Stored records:
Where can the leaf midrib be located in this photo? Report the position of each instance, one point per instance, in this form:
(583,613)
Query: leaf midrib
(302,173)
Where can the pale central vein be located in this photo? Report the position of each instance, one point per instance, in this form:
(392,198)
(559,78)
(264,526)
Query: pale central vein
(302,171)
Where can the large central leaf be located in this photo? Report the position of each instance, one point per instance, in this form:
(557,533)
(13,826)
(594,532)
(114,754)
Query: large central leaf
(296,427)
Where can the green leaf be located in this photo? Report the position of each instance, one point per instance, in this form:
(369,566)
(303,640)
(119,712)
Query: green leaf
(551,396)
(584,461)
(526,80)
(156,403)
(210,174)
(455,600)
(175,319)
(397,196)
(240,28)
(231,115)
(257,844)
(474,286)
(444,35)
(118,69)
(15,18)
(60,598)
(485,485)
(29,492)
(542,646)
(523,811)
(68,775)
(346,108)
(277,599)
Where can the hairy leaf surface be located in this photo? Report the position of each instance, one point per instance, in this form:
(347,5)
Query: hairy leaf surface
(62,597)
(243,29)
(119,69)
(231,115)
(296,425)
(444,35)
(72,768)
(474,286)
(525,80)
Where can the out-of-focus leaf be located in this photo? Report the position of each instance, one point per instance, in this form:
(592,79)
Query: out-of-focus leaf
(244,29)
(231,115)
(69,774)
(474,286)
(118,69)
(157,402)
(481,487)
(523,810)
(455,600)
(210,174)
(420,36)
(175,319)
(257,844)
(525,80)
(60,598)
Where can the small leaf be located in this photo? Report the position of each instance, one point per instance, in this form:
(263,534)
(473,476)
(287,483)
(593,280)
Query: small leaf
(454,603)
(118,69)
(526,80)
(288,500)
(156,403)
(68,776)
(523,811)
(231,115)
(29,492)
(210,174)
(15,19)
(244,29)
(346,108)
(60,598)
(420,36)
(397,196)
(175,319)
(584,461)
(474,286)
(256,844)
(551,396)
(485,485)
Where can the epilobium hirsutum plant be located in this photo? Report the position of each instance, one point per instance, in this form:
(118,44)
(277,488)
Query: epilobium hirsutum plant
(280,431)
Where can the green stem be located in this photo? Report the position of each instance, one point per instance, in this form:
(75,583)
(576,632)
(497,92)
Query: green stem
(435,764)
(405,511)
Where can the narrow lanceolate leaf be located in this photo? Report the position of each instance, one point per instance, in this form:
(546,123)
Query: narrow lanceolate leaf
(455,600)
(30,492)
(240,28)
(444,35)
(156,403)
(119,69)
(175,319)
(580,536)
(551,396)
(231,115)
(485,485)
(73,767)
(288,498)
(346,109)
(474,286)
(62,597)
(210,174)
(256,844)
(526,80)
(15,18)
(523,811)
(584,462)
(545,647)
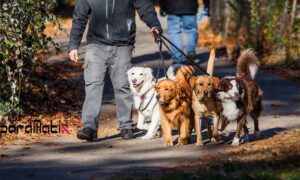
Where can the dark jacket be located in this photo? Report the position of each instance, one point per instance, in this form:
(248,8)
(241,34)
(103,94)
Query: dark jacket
(111,22)
(179,7)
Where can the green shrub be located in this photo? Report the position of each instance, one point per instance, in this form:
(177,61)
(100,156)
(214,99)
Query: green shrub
(22,25)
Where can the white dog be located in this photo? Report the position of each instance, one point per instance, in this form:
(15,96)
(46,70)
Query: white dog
(142,84)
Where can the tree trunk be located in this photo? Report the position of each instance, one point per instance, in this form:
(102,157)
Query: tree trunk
(290,31)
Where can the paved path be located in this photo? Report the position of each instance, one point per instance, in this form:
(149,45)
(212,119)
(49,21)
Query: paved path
(69,158)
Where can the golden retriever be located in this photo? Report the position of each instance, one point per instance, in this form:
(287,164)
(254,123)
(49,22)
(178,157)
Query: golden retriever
(204,103)
(174,98)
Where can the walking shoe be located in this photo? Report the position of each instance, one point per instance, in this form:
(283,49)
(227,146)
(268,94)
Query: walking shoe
(87,134)
(127,134)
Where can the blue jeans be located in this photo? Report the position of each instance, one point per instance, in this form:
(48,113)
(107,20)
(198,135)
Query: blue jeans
(177,24)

Work item: An exact copy of the data above is required, printed without its pictures.

Output of the exercise:
Where can the leaf midrib be located in this photo? Report the position of each instance, one point per instance, in this form:
(583,613)
Query: leaf midrib
(302,173)
Where can the pale central vein be located in this photo? Report the position of each instance, one point per instance, in this form:
(392,198)
(559,78)
(264,526)
Query: pale central vein
(302,171)
Where can the large central leaf be located in this photo? Report the position of each instance, one point per instance, in this form:
(557,533)
(13,826)
(594,532)
(114,754)
Query: large central leaf
(296,427)
Where can the green leaf be located in this photo? Report the position of each instance, one point per instance, in this form:
(369,566)
(303,640)
(119,712)
Query: green leaf
(551,396)
(584,461)
(526,80)
(156,403)
(210,174)
(455,600)
(175,319)
(397,196)
(240,28)
(231,115)
(257,844)
(474,286)
(444,35)
(118,69)
(15,18)
(60,598)
(485,485)
(29,492)
(542,646)
(523,811)
(68,775)
(346,108)
(277,599)
Where can the hairy leaf surface be located in this photo? Report the position of each instance, one point per instance, in this form:
(347,5)
Query: hairy leaf surface
(62,597)
(243,29)
(119,69)
(231,115)
(296,425)
(444,35)
(72,768)
(474,286)
(525,80)
Where can the out-of-focus leaf be located in this photo? Report the position of each instance, one point per instance, in this form:
(592,79)
Query: out-of-focus leaf
(244,29)
(231,115)
(69,774)
(474,286)
(118,69)
(157,402)
(481,487)
(523,810)
(455,600)
(210,174)
(420,36)
(175,319)
(257,844)
(525,80)
(60,598)
Where can the small leaf be located in this photo? Report the position of each instance, one point per instance, in this form:
(263,534)
(473,476)
(287,483)
(593,280)
Query: small leaf
(454,603)
(118,69)
(526,80)
(288,500)
(156,403)
(68,776)
(523,811)
(231,115)
(29,492)
(210,174)
(15,19)
(244,29)
(346,108)
(60,598)
(420,36)
(397,196)
(175,319)
(584,461)
(474,286)
(256,844)
(551,396)
(485,485)
Where can the epilobium hirsutum plant be located in this photo? Report the position of each instance, one point per instance, in this form:
(118,44)
(277,488)
Query: epilobium hirsutum plant
(280,431)
Where can the green stem be located in this photo? Report the position of each instance, one point per instance, in this form:
(75,583)
(576,632)
(497,92)
Query: green stem
(435,764)
(405,511)
Where can the narrow lanceolate leaf be located in this photo? Report the position of each instance, one point per instance, in this form:
(546,123)
Query: narrow lanceolate leaf
(455,600)
(30,492)
(240,28)
(444,35)
(156,403)
(119,69)
(175,319)
(580,536)
(551,396)
(231,115)
(485,485)
(73,767)
(288,498)
(346,109)
(474,286)
(62,597)
(210,174)
(256,844)
(526,80)
(15,18)
(523,811)
(584,462)
(545,647)
Where can the dark jacket be located in this photo? Report the position of each instance, one point per instance, in this form:
(248,8)
(241,34)
(103,94)
Query: dark jacket
(111,22)
(179,7)
Where can the green shrub be located in this photo? Report the position of each instance, one point per instance, in this form:
(177,61)
(100,156)
(214,99)
Query: green shrub
(22,25)
Where can the white dog be located in this photo? Report the position of each instance, one point per instance, in this form:
(15,96)
(46,70)
Query: white dog
(142,84)
Where can the tree trunk be located in this photo? Report the position of each instance, one point per instance, in this form:
(102,157)
Query: tree trunk
(290,31)
Where can the paved path be located in this photo? Report the position of each instance, one point per instance, in this form:
(149,45)
(212,119)
(49,21)
Query: paved path
(69,158)
Where can the golden retriever be located in this photo? Report the position of each instance, one point per instance, in this form:
(287,164)
(254,123)
(49,22)
(178,157)
Query: golden retriever
(204,103)
(174,98)
Where can the walking shoe be located in this photo? Report the position of each instance, one point per instance, in this form:
(283,49)
(227,146)
(268,94)
Query: walking shoe
(87,134)
(127,134)
Where can the blue jeans be located in this photo? Report the position of each instance, one point per instance, in this form:
(48,113)
(107,20)
(198,135)
Query: blue jeans
(177,24)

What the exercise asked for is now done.